** INSTRUCTIONS FOR THE TASK **
Make an exact copy of all the records, one that contains none of the pictures.

[Records from a data collection]
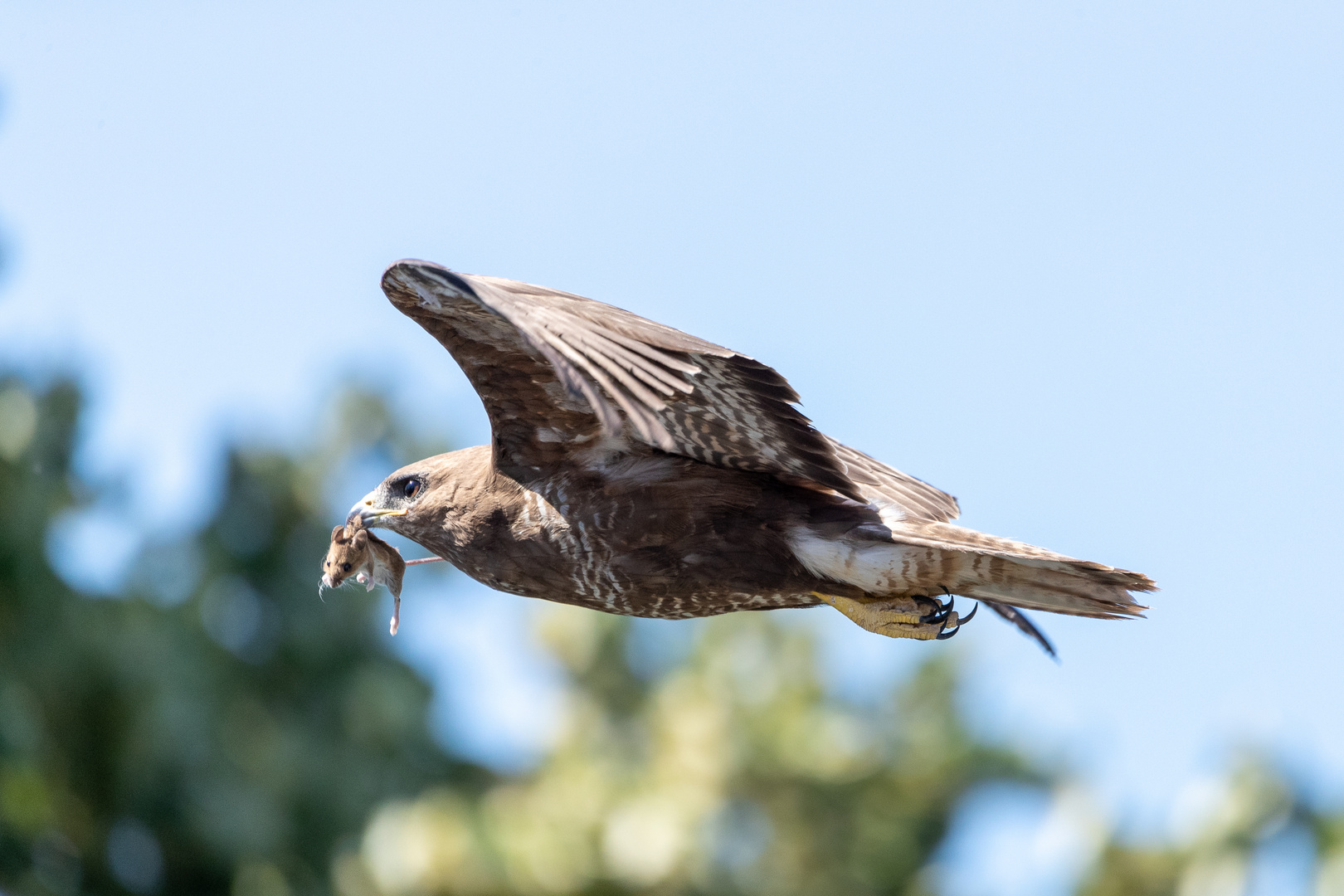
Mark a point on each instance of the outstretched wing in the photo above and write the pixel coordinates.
(898, 496)
(558, 371)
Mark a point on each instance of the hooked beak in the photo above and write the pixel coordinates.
(366, 514)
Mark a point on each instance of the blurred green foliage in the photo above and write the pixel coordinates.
(216, 728)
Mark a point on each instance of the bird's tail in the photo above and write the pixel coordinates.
(1023, 575)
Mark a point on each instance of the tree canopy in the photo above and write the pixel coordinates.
(216, 728)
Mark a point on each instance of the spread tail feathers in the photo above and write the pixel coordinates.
(1022, 575)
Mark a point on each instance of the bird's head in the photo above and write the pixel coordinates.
(399, 501)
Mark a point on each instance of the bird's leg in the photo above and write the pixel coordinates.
(913, 617)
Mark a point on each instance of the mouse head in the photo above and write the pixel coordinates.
(346, 557)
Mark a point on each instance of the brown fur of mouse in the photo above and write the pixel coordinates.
(358, 553)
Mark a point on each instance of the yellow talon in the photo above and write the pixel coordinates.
(891, 617)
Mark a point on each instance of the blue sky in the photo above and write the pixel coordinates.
(1077, 264)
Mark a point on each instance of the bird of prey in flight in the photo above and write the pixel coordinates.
(640, 470)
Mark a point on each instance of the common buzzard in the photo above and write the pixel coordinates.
(640, 470)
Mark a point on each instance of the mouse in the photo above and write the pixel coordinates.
(357, 553)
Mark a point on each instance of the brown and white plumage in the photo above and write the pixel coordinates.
(641, 470)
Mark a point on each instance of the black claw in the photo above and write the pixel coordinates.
(944, 635)
(940, 614)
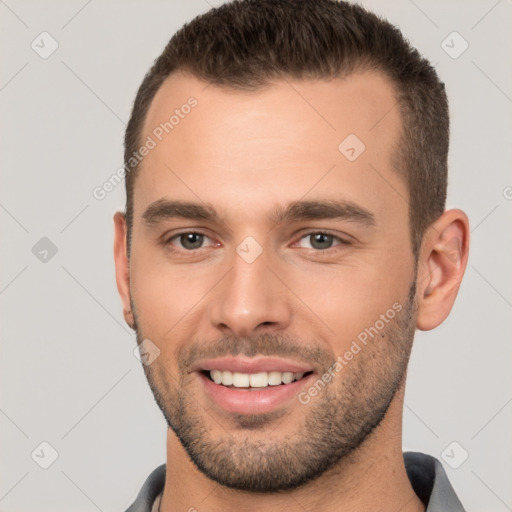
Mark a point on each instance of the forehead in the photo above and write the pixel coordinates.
(283, 139)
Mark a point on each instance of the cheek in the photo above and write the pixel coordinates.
(166, 295)
(350, 299)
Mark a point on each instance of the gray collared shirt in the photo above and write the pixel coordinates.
(427, 475)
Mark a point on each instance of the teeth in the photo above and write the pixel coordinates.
(253, 380)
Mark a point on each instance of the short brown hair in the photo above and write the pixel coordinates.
(245, 44)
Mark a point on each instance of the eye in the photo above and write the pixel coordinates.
(189, 241)
(320, 240)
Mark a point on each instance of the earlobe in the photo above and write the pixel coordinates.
(442, 262)
(122, 265)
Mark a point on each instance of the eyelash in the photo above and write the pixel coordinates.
(341, 241)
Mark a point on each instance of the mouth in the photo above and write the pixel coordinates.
(253, 381)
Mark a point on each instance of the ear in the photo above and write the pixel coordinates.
(122, 265)
(442, 262)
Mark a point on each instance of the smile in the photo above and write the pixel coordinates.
(253, 380)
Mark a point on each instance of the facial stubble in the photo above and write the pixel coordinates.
(334, 424)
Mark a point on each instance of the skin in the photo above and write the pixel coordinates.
(245, 153)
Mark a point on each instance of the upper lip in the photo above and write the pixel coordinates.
(251, 365)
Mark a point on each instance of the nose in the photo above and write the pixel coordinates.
(250, 299)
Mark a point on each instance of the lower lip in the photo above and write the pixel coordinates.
(254, 400)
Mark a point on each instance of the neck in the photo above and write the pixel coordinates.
(372, 477)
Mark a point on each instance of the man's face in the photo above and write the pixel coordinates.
(249, 285)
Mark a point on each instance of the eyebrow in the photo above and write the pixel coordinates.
(164, 209)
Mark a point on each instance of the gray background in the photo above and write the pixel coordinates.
(67, 369)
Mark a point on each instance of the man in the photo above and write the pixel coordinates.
(285, 234)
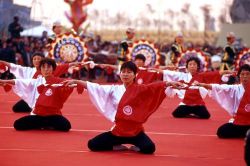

** EXERCISE OUTPUT **
Mark a point on each instance of the outstretched wing in the photo above and write the pixel coordinates.
(898, 496)
(558, 371)
Mark a point on each instance of the hooked beak in the photo above and write the pixel coordinates.
(366, 514)
Mark a point on each instance of the blurred green foliage in the photo above and write the pixel coordinates.
(216, 728)
Mark a point on each instance of the bird's tail in the photo above and write the pixel coordinates.
(1023, 575)
Mark a point on each instance of the tree canopy in the photo above and write the pixel coordinates.
(216, 728)
Mark a point on each instance of the spread tail feathers in the photo above and write the pixel coordinates.
(1022, 575)
Mark a point on each instance of the bird's head in the photo above and write the pixel coordinates.
(399, 501)
Mark a point on each instance of the bird's leg in the photo above and write the pixel coordinates.
(913, 617)
Mark a point on each instance of the mouse head in the photo above and write the pixel coordinates.
(346, 557)
Mark a point on each instance of the brown fur of mouse in the photo above and write the pixel coordinates.
(358, 553)
Mark a point on each instance of the yellow talon in the photo above and write the pixel coordinates.
(891, 617)
Mark a point on each instance of the blue sky in the photo above and write the pixel coordinates.
(1077, 264)
Mark a point on each instance of the bird of prey in flight in the photo above and write the pixel coordinates.
(640, 470)
Mark a point on each instance of the common buzzard in the photo above and write the pixel coordinates.
(640, 470)
Mark a point on each instance of the mouse in the photo above and write the pixel coordinates.
(357, 553)
Mark a point on each instance of the brown and white plumage in the photo above and write the pixel coordinates.
(641, 470)
Mark a point on each instance of the black claw in the photo above and write the pixel coordinates.
(944, 635)
(940, 614)
Mark a point on each instance of the forehead in the photo above and write the pixel coordinates.
(283, 139)
Mark a point on each instance of the cheek in the photo above and write the pixel coordinates.
(166, 295)
(350, 299)
Mark a point on each instance of the gray collared shirt in the photo above and write the pixel coordinates.
(427, 475)
Mark a point on each instance of the teeth in the photo above and write the pixel coordinates.
(253, 380)
Mark a point on each instance of the short brown hair in the photo above and write the pixel coordinates.
(245, 44)
Mark a point on each instance of the eye in the photo above and write the pixel coordinates.
(189, 241)
(320, 240)
Mark a point on each instance of the earlobe in the photo above and write the pixel coordinates.
(442, 262)
(122, 265)
Mark a point on each instance of the eyelash in the photo above and write the pixel coordinates.
(341, 241)
Mark a point on each instance of the mouth in the photo above and write the pixel coordinates.
(253, 381)
Mark a point on each instance of the ear in the photo above and write the pixel coordinates.
(122, 265)
(442, 262)
Mark a point on each instance of the smile in the photo above and write the pixel coordinates.
(253, 380)
Mark a point on each instance of the facial stubble in the photo above and write the pixel coordinates.
(334, 424)
Mark a point on each instance of the skin in the photo above and write the pixel coordinates.
(245, 153)
Mark a point on each instance of the upper lip in the photo above and write the pixel coordinates.
(251, 365)
Mark a point on each instance of the nose in the photo above and write the pixel coordinates.
(250, 299)
Mark a point on each instance of the lower lip in the photo above and write the pixel coordinates.
(254, 400)
Mark a point on each instance of the neck in the photo above and write the pixel coordinates.
(372, 477)
Mark a point on each instance of the man's face in the photo above and write the pixel coordinates.
(249, 285)
Mark a point on each instance of the eyebrow in the photo above and write the pixel coordinates.
(164, 209)
Mark a point on each instance of the gray background in the photo above and write the pixel coordinates.
(67, 369)
Mark a point on each instance of the man in the photo above and write the pixel coordinates.
(285, 234)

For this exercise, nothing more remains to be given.